Exercise:
The entries below should be quoted exactly, with no pictures carried over.

Task inputs:
--*--

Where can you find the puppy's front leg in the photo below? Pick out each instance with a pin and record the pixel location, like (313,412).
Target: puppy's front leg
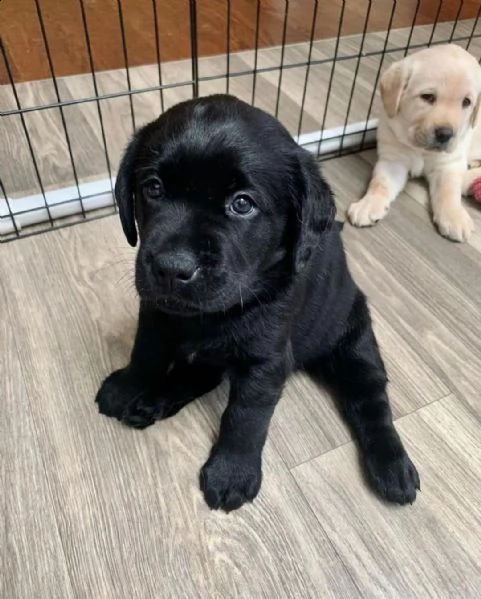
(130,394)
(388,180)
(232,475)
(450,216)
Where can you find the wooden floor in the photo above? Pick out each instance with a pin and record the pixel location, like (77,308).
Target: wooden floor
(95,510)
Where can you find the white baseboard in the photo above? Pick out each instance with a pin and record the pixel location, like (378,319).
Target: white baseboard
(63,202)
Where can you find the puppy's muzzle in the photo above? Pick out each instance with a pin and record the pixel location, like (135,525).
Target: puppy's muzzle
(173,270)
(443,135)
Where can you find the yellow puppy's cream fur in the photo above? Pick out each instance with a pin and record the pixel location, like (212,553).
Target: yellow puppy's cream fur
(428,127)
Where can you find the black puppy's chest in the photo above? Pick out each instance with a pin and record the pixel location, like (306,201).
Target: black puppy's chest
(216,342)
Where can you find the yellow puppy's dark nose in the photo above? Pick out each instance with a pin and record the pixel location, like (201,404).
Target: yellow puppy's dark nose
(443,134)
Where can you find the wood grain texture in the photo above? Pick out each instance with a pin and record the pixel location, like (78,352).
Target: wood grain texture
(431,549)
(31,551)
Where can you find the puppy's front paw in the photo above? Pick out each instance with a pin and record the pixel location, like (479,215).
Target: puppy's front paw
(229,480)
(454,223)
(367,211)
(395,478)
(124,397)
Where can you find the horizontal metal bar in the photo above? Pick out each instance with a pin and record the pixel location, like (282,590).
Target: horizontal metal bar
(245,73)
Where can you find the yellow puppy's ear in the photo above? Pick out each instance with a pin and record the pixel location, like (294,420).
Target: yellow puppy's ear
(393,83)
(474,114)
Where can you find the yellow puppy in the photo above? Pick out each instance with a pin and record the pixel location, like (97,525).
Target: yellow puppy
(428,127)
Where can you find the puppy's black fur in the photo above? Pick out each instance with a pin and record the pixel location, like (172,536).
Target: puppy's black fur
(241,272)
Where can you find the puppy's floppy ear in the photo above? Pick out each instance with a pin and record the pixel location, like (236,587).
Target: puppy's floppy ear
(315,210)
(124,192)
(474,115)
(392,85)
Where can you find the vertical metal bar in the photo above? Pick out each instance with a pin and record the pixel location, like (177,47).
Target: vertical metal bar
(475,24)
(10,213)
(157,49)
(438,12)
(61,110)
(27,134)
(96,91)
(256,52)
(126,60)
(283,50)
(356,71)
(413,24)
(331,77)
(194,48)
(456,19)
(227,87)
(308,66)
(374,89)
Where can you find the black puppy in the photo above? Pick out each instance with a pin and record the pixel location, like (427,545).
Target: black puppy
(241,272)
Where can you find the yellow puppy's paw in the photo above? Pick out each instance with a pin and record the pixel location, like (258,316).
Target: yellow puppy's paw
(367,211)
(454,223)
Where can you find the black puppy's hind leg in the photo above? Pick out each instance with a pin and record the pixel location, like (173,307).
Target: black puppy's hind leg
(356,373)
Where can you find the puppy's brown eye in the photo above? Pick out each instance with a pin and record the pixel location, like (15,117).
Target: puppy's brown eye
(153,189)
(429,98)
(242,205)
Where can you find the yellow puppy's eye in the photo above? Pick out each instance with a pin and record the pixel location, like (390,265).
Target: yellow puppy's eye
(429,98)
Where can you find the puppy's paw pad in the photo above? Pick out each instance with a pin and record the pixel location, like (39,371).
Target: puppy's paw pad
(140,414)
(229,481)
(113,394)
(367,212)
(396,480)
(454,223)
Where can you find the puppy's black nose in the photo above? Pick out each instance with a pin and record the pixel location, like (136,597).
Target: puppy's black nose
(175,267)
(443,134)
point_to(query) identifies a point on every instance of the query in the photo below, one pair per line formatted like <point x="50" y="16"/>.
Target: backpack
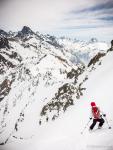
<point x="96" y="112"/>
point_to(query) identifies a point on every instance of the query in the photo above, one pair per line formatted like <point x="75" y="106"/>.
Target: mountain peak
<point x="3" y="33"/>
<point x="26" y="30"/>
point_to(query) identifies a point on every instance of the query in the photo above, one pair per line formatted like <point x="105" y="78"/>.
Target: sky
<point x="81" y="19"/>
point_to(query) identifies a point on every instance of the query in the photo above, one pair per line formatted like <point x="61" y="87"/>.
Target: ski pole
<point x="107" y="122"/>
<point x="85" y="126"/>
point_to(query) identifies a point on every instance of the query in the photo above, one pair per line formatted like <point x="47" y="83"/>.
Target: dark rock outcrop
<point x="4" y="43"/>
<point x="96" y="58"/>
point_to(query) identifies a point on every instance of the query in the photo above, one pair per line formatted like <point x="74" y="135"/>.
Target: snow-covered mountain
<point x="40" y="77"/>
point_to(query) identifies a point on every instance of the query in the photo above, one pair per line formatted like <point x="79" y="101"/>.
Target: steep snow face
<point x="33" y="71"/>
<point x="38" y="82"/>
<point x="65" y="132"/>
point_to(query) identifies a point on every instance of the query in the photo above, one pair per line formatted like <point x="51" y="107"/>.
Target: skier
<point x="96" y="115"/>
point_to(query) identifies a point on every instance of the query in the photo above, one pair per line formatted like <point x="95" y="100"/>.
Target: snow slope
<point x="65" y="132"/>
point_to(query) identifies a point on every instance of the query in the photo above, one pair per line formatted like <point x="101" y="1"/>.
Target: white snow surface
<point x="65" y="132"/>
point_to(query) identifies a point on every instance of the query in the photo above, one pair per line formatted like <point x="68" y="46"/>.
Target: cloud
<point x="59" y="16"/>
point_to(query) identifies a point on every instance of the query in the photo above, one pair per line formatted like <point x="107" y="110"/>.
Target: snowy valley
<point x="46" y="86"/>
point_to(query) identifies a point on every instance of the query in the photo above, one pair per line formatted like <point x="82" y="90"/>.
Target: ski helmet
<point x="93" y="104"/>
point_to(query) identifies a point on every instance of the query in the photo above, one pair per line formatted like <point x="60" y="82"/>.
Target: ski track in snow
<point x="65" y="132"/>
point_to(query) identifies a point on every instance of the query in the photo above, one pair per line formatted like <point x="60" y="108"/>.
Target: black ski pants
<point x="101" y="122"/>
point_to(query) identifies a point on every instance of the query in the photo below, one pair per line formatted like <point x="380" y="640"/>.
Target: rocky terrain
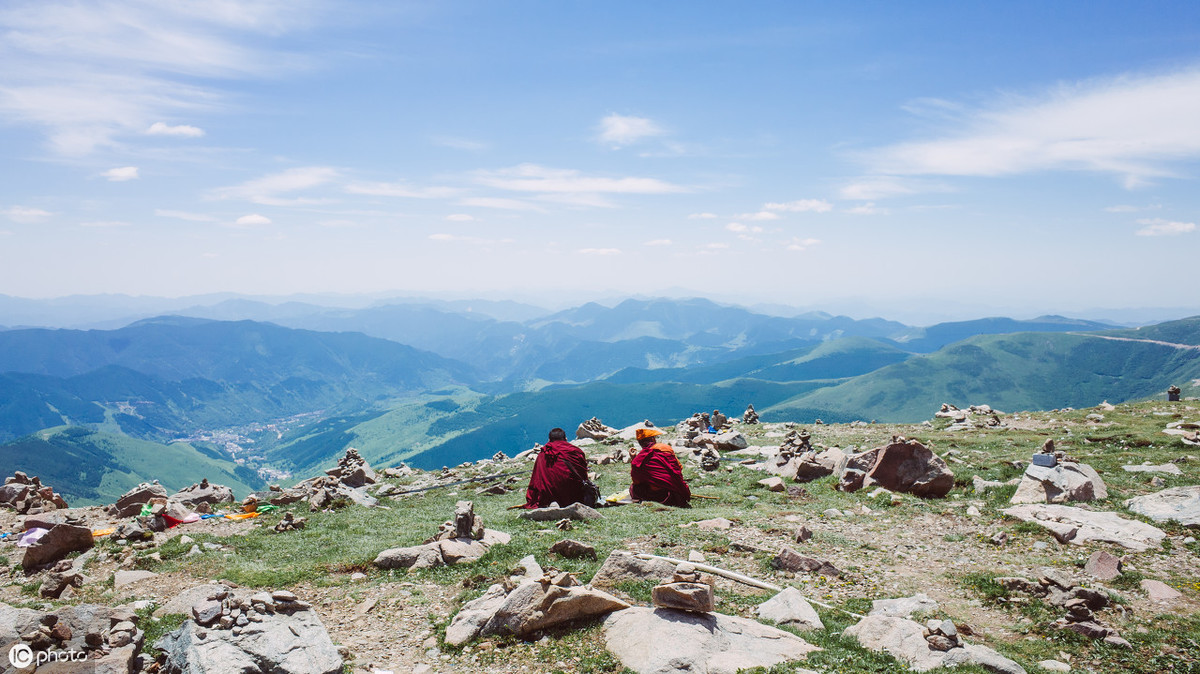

--*--

Written answer:
Where can you find the puppy's front leg in the photo below? Pick out each instance with a pin and record the pixel location, like (313,412).
Target: puppy's front leg
(130,394)
(388,180)
(232,475)
(450,216)
Where can you find the wooden floor in the photo above? Pick out each instance with a pin and record the pixel location, like (77,308).
Target: wooden floor
(95,510)
Where can you find the white baseboard in the photo above? Pick out each instance with a pin and record the pixel location, like (378,319).
Target: white baseboard
(63,202)
Where can you find the puppy's muzzle in the photo above? Pick out each instance with a pin and record the pixel location, like (135,525).
Target: puppy's muzzle
(173,270)
(443,135)
Where can you find the yellow puppy's cream fur in the photo above? Pick out each instance with a pin and record the pixel location, like (212,553).
Target: yellow puppy's cream fur
(428,127)
Where can you find the black puppy's chest in the photo above? Pick out each instance with a pin and record the pixel location, like (306,201).
Target: black puppy's chest
(216,342)
Where can you find the yellow puppy's dark nose in the photo above? Pick out each instance with a pin and record the pixel location, like (201,404).
Target: yellow puppy's dark nose
(443,134)
Where can you find the wood grain texture in the photo above? Pick out each instance with a pin and record the pixel location, like (78,352).
Target: wood grain texture
(431,549)
(31,551)
Where can you find the puppy's front paw in the photo above? Pick out each instance with a pin and record the pixel location, like (479,215).
Target: puppy's front paw
(229,480)
(454,223)
(367,211)
(395,478)
(124,397)
Where can you find the horizontal metal bar in the photo above? Pick out each instance with a pin and record the pixel location, like (282,590).
Target: horizontal metal bar
(245,73)
Where can you find the yellow puppy's ear in the photo above? Pick out each instance with a pin and record the pixel location, like (294,420).
Target: yellow puppy's ear
(393,83)
(474,114)
Where can you find the yellow puppy in the photo above? Pick out each instance with a pin and record the pixel location, like (97,525).
Target: yellow puppy
(428,127)
Where can you find the puppy's black fur in the photo above? Pick out each instance with a pin and record the pixel location, like (172,536).
Target: puppy's black fur
(241,272)
Where can you find the puppy's floppy ear in the photo above? Pick out each instance with a pin and record the pixel location, like (236,587).
Target: puppy's floppy ear
(315,210)
(124,192)
(474,115)
(392,85)
Where can you find the vertical metal bar in the photo above? Pick out each instance with a pin and record the pixel location, like (177,47).
Target: vertical metal bar
(475,24)
(10,213)
(157,49)
(438,12)
(61,110)
(27,134)
(96,91)
(256,52)
(126,60)
(283,50)
(356,71)
(413,24)
(331,77)
(194,48)
(456,19)
(227,87)
(308,66)
(374,89)
Where can you find the black puppy in the photo above? Pick out each instance with a pin and record the pixel location, like (427,545).
Target: black puppy
(241,272)
Where can you find the yellow puppy's paw in the photo above? Pick out each instance with a pin and record the pixel location, like (258,316).
Target: yellow puppy's paw
(367,211)
(454,223)
Where can you find the black puppy's hind leg in the photo above? Pick out each instance with a pin and record the pixel location, like (173,307).
Target: black puppy's hind leg
(356,373)
Where can you find the puppy's brown eye in the photo above? Pick out each instance with a pin and record the pixel location, like (15,117).
Target: puppy's brown eye
(153,189)
(429,98)
(242,205)
Where can you find the yellow puppy's eye in the photo above? Pick out each instance with a pin and record the pixel location, like (390,265).
Target: yellow puppy's eye
(429,98)
Where can you find the puppy's paw pad in the photo above? Pick out each instance with a pin and record the pixel location, like (39,371).
Target: puppy's paw pad
(140,414)
(229,481)
(113,394)
(367,212)
(396,480)
(454,223)
Where can you find the puppy's black nose in the photo above? Pick out each instance with a pin and record the pixel location, like (136,597).
Target: puppy's black nose
(175,267)
(443,134)
point_to(query) identifies a point on every instance of the query in the photo below, one pair per line formatted like <point x="50" y="16"/>.
Target: backpack
<point x="96" y="112"/>
point_to(query) identifies a point on every instance of the query in the photo above, one pair per line formatted like <point x="75" y="106"/>.
Target: mountain peak
<point x="3" y="33"/>
<point x="26" y="30"/>
point_to(query) identifies a point on every instance of the query in the photo above, one pair per line formatted like <point x="105" y="78"/>.
Target: sky
<point x="81" y="19"/>
point_to(query) identifies a point on every instance of the query in the photo above, one pair per line formatted like <point x="61" y="87"/>.
Target: ski pole
<point x="107" y="122"/>
<point x="85" y="126"/>
point_to(query) identifies a point on every instance of the query in the photo above, one pair per line formatted like <point x="47" y="83"/>.
Target: dark rock outcrop
<point x="4" y="43"/>
<point x="96" y="58"/>
point_to(query) identifies a point on every instance of the query in the photo above, one pair per line formatted like <point x="74" y="135"/>.
Target: snow-covered mountain
<point x="40" y="77"/>
point_to(query) identifies a point on every instance of the query in the photo above, one pair per line formatted like <point x="79" y="101"/>.
Target: steep snow face
<point x="33" y="71"/>
<point x="38" y="82"/>
<point x="65" y="132"/>
point_to(query) identifies a point on every instance of the query in the photo above, one pair per line formatted like <point x="51" y="107"/>.
Target: skier
<point x="96" y="115"/>
point_to(query) identifies a point on every instance of the query in the photo above, one pair per line formatted like <point x="95" y="100"/>.
Target: snow slope
<point x="65" y="132"/>
point_to(query) identifies a point on every instance of the query in the photo above, one pair per line formatted like <point x="101" y="1"/>.
Target: white snow surface
<point x="65" y="132"/>
point_to(query) identifies a point on every instance of the query in the photo above, one pair per line formatted like <point x="68" y="46"/>.
Target: cloud
<point x="59" y="16"/>
point_to(query) identifies a point on every instance of the query in the photo above, one pair per line formatted like <point x="107" y="110"/>.
Target: snowy valley
<point x="46" y="86"/>
point_to(query) identifies a point on every instance of the query in the photo above, one pair per line formatted like <point x="82" y="90"/>.
Target: ski helmet
<point x="93" y="104"/>
point_to(query) identifies a point on every instance of the query in the photo above, one pair per line formatted like <point x="60" y="82"/>.
Target: ski track in snow
<point x="65" y="132"/>
point_to(query) identifies a point on every instance of the query in the photo above, one pair per line formatted like <point x="60" y="108"/>.
Target: black ski pants
<point x="101" y="122"/>
point_to(query) identifies a point on every instance of the query in the photo below, one pair per line formatted like <point x="380" y="640"/>.
Target: rocky terrain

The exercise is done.